- [Aufgabe]: Ersetze in allen folgenden Zeilen „vision.detect“ durch „vision.locate“, und gib die Zeilen sonst unverändert wieder.

***** Vorliegende Daten *****

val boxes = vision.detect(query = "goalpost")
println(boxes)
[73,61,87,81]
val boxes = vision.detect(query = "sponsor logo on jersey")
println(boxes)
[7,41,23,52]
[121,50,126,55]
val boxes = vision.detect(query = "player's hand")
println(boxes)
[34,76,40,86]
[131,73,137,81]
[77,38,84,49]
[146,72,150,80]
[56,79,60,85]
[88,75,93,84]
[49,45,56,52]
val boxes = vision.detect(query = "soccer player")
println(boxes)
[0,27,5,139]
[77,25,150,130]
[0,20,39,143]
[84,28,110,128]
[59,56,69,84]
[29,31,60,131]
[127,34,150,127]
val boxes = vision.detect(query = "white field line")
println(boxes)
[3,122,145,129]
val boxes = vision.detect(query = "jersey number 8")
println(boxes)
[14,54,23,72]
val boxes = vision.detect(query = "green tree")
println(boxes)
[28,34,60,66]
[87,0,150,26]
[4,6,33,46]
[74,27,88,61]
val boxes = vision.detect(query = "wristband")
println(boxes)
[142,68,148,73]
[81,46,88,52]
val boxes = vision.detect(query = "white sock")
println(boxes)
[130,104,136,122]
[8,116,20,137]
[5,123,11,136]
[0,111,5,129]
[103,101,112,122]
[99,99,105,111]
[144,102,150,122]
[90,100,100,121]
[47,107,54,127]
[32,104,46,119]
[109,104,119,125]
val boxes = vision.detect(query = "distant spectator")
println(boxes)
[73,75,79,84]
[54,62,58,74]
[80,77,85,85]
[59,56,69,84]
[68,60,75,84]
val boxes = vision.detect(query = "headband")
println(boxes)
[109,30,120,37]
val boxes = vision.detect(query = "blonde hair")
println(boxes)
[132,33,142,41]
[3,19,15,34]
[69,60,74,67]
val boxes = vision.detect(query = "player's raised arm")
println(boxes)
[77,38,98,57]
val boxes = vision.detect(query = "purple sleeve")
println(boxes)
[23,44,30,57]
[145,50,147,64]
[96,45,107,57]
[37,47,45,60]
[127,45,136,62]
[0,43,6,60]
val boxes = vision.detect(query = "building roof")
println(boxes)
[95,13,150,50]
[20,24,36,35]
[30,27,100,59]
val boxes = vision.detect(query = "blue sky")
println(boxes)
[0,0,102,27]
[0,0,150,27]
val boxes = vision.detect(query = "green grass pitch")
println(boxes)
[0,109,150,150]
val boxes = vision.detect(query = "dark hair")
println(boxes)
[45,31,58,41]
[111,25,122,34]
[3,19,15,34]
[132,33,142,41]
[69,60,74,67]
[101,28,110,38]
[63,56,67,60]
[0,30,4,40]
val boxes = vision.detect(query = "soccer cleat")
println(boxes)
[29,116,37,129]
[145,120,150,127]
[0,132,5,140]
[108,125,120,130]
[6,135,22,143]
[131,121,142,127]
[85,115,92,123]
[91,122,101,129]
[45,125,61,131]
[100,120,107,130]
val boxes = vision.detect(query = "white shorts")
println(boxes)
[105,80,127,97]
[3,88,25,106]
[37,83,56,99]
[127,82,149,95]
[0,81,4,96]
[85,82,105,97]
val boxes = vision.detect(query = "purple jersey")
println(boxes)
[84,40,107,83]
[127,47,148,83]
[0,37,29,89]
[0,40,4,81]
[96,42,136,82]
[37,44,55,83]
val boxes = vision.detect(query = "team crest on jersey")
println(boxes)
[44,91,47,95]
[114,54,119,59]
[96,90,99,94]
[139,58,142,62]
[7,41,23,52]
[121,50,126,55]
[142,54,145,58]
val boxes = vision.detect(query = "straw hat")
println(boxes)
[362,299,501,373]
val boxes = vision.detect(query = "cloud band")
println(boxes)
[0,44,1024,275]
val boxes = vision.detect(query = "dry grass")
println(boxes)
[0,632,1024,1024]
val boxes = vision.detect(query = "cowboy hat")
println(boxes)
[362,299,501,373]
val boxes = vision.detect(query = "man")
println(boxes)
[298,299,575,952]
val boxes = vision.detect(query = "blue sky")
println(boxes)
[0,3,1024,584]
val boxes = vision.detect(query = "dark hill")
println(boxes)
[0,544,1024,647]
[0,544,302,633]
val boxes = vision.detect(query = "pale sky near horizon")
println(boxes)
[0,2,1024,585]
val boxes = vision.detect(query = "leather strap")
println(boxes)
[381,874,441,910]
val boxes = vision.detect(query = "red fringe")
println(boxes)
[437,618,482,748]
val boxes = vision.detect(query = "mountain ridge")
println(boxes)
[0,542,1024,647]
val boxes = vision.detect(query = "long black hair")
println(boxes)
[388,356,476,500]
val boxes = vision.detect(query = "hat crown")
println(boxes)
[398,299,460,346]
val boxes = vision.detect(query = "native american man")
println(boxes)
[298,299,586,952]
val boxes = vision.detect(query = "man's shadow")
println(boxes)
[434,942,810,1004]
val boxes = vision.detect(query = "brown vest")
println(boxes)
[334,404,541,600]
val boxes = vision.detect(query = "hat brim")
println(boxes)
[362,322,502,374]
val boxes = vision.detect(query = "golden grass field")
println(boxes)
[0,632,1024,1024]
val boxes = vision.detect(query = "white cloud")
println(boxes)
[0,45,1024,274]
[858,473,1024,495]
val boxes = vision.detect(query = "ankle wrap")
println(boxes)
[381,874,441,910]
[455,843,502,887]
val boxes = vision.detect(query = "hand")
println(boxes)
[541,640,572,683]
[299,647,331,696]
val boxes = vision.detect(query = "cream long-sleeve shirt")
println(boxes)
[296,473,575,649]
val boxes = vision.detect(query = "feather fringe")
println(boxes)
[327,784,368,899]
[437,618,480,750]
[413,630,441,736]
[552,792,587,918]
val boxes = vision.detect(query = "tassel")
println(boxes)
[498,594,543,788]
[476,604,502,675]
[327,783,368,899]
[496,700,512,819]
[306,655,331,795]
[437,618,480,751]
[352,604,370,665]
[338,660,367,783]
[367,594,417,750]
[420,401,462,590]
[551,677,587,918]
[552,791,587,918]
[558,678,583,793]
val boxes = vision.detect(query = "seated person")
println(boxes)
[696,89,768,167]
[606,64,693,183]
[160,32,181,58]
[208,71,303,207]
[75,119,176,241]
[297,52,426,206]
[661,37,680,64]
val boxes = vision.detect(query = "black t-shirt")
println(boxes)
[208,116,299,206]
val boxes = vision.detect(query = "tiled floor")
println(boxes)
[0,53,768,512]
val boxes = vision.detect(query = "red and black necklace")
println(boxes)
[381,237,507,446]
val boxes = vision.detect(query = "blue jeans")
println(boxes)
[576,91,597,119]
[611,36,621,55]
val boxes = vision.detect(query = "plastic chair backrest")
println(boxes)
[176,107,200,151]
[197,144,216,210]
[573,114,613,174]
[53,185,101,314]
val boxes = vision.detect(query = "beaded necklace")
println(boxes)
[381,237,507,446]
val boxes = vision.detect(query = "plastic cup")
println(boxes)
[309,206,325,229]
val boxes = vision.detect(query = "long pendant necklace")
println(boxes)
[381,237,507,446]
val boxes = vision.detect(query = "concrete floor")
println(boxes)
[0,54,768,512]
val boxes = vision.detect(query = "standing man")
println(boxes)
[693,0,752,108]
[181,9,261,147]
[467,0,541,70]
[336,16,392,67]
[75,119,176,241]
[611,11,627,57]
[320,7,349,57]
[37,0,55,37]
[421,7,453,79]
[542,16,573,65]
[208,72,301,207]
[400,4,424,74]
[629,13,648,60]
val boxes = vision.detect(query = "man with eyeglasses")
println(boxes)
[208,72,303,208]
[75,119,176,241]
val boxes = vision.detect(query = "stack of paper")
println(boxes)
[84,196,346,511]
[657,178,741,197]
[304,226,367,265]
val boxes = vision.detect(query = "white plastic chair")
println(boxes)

*****

- [Richtige Antwort]:
val boxes = vision.locate(query = "goalpost")
println(boxes)
[73,61,87,81]
val boxes = vision.locate(query = "sponsor logo on jersey")
println(boxes)
[7,41,23,52]
[121,50,126,55]
val boxes = vision.locate(query = "player's hand")
println(boxes)
[34,76,40,86]
[131,73,137,81]
[77,38,84,49]
[146,72,150,80]
[56,79,60,85]
[88,75,93,84]
[49,45,56,52]
val boxes = vision.locate(query = "soccer player")
println(boxes)
[0,27,5,139]
[77,25,150,130]
[0,20,39,143]
[84,28,110,128]
[59,56,69,84]
[29,31,60,131]
[127,34,150,127]
val boxes = vision.locate(query = "white field line")
println(boxes)
[3,122,145,129]
val boxes = vision.locate(query = "jersey number 8")
println(boxes)
[14,54,23,72]
val boxes = vision.locate(query = "green tree")
println(boxes)
[28,34,60,66]
[87,0,150,26]
[4,6,33,46]
[74,27,88,61]
val boxes = vision.locate(query = "wristband")
println(boxes)
[142,68,148,73]
[81,46,88,52]
val boxes = vision.locate(query = "white sock")
println(boxes)
[130,104,136,122]
[8,116,20,137]
[5,123,11,136]
[0,111,5,129]
[103,101,112,122]
[99,99,105,111]
[144,102,150,122]
[90,100,100,121]
[47,107,54,127]
[32,104,46,119]
[109,104,119,125]
val boxes = vision.locate(query = "distant spectator")
println(boxes)
[73,75,79,84]
[54,62,58,74]
[80,77,85,85]
[59,56,69,84]
[68,60,75,84]
val boxes = vision.locate(query = "headband")
println(boxes)
[109,30,120,37]
val boxes = vision.locate(query = "blonde hair")
println(boxes)
[132,33,142,41]
[3,19,15,34]
[69,60,74,67]
val boxes = vision.locate(query = "player's raised arm")
println(boxes)
[77,38,98,57]
val boxes = vision.locate(query = "purple sleeve")
println(boxes)
[23,44,30,57]
[145,50,147,64]
[96,45,107,57]
[37,47,45,60]
[127,45,136,62]
[0,43,6,60]
val boxes = vision.locate(query = "building roof")
println(boxes)
[95,13,150,50]
[20,24,36,35]
[30,27,100,59]
val boxes = vision.locate(query = "blue sky")
println(boxes)
[0,0,102,27]
[0,0,150,27]
val boxes = vision.locate(query = "green grass pitch")
println(boxes)
[0,109,150,150]
val boxes = vision.locate(query = "dark hair")
println(boxes)
[45,31,58,41]
[111,25,122,34]
[3,19,15,34]
[132,33,142,41]
[69,60,74,67]
[101,28,110,38]
[63,56,67,60]
[0,30,4,40]
val boxes = vision.locate(query = "soccer cleat")
println(boxes)
[29,116,37,129]
[145,120,150,127]
[0,132,5,140]
[108,125,120,130]
[6,135,22,143]
[131,121,142,127]
[85,115,92,123]
[91,122,101,129]
[45,125,61,131]
[100,120,107,130]
val boxes = vision.locate(query = "white shorts")
println(boxes)
[105,80,127,97]
[3,88,25,106]
[37,83,56,99]
[127,82,149,95]
[0,81,4,96]
[85,82,105,97]
val boxes = vision.locate(query = "purple jersey")
println(boxes)
[84,40,107,83]
[127,47,148,83]
[0,37,29,89]
[0,40,4,81]
[96,42,136,82]
[37,44,55,83]
val boxes = vision.locate(query = "team crest on jersey")
println(boxes)
[44,91,47,95]
[114,54,119,59]
[96,90,99,94]
[139,58,142,62]
[7,41,23,52]
[121,50,126,55]
[142,54,145,58]
val boxes = vision.locate(query = "straw hat")
println(boxes)
[362,299,501,373]
val boxes = vision.locate(query = "cloud band")
println(boxes)
[0,44,1024,275]
val boxes = vision.locate(query = "dry grass")
println(boxes)
[0,632,1024,1024]
val boxes = vision.locate(query = "cowboy hat")
println(boxes)
[362,299,501,373]
val boxes = vision.locate(query = "man")
println(boxes)
[298,299,575,952]
val boxes = vision.locate(query = "blue sky")
println(boxes)
[0,3,1024,584]
val boxes = vision.locate(query = "dark hill")
println(boxes)
[0,544,1024,647]
[0,544,302,633]
val boxes = vision.locate(query = "pale sky near horizon")
println(boxes)
[0,2,1024,585]
val boxes = vision.locate(query = "leather strap")
println(boxes)
[381,874,441,910]
val boxes = vision.locate(query = "red fringe")
println(boxes)
[437,618,482,748]
val boxes = vision.locate(query = "mountain ridge")
println(boxes)
[0,542,1024,647]
val boxes = vision.locate(query = "long black hair")
println(boxes)
[388,356,476,500]
val boxes = vision.locate(query = "hat crown")
println(boxes)
[398,299,460,346]
val boxes = vision.locate(query = "native american man")
println(boxes)
[298,299,586,952]
val boxes = vision.locate(query = "man's shadow")
println(boxes)
[434,942,810,1004]
val boxes = vision.locate(query = "brown vest")
println(boxes)
[334,404,541,600]
val boxes = vision.locate(query = "hat brim")
println(boxes)
[362,322,502,374]
val boxes = vision.locate(query = "golden grass field")
println(boxes)
[0,632,1024,1024]
val boxes = vision.locate(query = "white cloud")
println(boxes)
[0,45,1024,274]
[858,473,1024,495]
val boxes = vision.locate(query = "ankle wrap")
println(boxes)
[381,874,441,910]
[455,843,502,887]
val boxes = vision.locate(query = "hand")
println(boxes)
[541,640,572,683]
[299,647,331,696]
val boxes = vision.locate(query = "cream long-sleeve shirt")
println(boxes)
[296,473,575,649]
val boxes = vision.locate(query = "feather fringe")
println(boxes)
[327,784,368,899]
[437,618,480,750]
[413,630,441,736]
[552,792,587,918]
val boxes = vision.locate(query = "tassel")
println(boxes)
[498,594,543,788]
[476,604,502,675]
[327,783,368,899]
[496,700,512,819]
[306,655,331,795]
[437,618,480,751]
[352,604,370,665]
[338,660,367,783]
[367,594,417,750]
[420,401,462,590]
[551,677,587,918]
[552,791,587,918]
[558,678,583,793]
val boxes = vision.locate(query = "seated person")
println(boxes)
[696,89,768,167]
[606,64,693,183]
[160,32,181,58]
[208,71,303,207]
[75,119,176,241]
[297,52,426,206]
[661,37,680,64]
val boxes = vision.locate(query = "black t-shirt")
println(boxes)
[208,116,299,206]
val boxes = vision.locate(query = "tiled floor")
println(boxes)
[0,53,768,512]
val boxes = vision.locate(query = "red and black necklace")
println(boxes)
[381,237,507,446]
val boxes = vision.locate(query = "blue jeans")
println(boxes)
[576,91,597,119]
[611,36,621,55]
val boxes = vision.locate(query = "plastic chair backrest")
println(boxes)
[176,107,200,151]
[197,144,216,210]
[573,114,613,174]
[53,185,101,314]
val boxes = vision.locate(query = "beaded necklace")
println(boxes)
[381,237,507,446]
val boxes = vision.locate(query = "plastic cup")
println(boxes)
[309,206,325,229]
val boxes = vision.locate(query = "long pendant necklace")
println(boxes)
[381,237,507,446]
val boxes = vision.locate(query = "concrete floor")
println(boxes)
[0,54,768,512]
val boxes = vision.locate(query = "standing man")
println(boxes)
[693,0,752,108]
[181,9,261,147]
[467,0,541,70]
[336,16,392,67]
[75,119,176,241]
[611,11,627,57]
[320,7,349,57]
[37,0,55,37]
[421,7,453,79]
[542,16,573,65]
[208,72,301,207]
[400,4,424,74]
[629,13,648,60]
val boxes = vision.locate(query = "man with eyeglasses")
println(boxes)
[208,72,303,208]
[75,119,176,241]
val boxes = vision.locate(query = "stack of paper")
println(boxes)
[84,196,346,511]
[657,178,741,197]
[304,226,367,265]
val boxes = vision.locate(query = "white plastic chair")
println(boxes)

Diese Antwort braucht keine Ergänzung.